Work to complete =>
Reproduce the listing, starting at the line that contains "Exercise. Point out the bronze" and ending at the last line of the listing, both included, and keep the requests. Shift every x and y coordinate in the answers up by 108.

(Stored entries)

- - - - -

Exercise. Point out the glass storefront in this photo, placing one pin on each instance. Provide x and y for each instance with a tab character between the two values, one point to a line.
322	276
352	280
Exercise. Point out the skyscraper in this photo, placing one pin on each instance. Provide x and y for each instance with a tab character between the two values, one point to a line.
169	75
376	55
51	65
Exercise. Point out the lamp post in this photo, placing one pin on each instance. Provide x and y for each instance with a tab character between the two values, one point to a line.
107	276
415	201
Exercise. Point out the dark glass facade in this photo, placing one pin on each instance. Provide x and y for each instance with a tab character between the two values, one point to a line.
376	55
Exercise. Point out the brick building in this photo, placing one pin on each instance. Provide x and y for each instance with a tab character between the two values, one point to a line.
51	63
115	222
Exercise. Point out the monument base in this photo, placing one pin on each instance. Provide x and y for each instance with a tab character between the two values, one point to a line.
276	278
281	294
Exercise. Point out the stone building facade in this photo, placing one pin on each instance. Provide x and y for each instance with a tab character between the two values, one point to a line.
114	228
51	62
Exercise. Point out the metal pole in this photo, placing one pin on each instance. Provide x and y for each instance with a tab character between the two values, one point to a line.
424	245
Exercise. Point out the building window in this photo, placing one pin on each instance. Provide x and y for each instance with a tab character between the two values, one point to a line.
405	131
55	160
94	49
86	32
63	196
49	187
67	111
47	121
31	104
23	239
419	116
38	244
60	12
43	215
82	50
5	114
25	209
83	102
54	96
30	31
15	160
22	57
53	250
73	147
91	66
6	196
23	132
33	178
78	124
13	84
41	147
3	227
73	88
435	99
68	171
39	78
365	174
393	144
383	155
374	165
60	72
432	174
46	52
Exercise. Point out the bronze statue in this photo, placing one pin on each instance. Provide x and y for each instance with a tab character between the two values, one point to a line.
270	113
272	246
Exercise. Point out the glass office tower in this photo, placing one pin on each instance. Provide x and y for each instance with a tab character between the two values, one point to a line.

- - - - -

Answer to the task =>
Exercise. Point out the bronze statue in this photo, placing one pin on each instance. Provide x and y for each instance with a tab character between the two values, one point to a line.
378	221
380	354
Exercise. Point out the glass office tower in this photo, placing one pin on each instance. Provide x and y for each instance with a tab character between the two values, one point to a line.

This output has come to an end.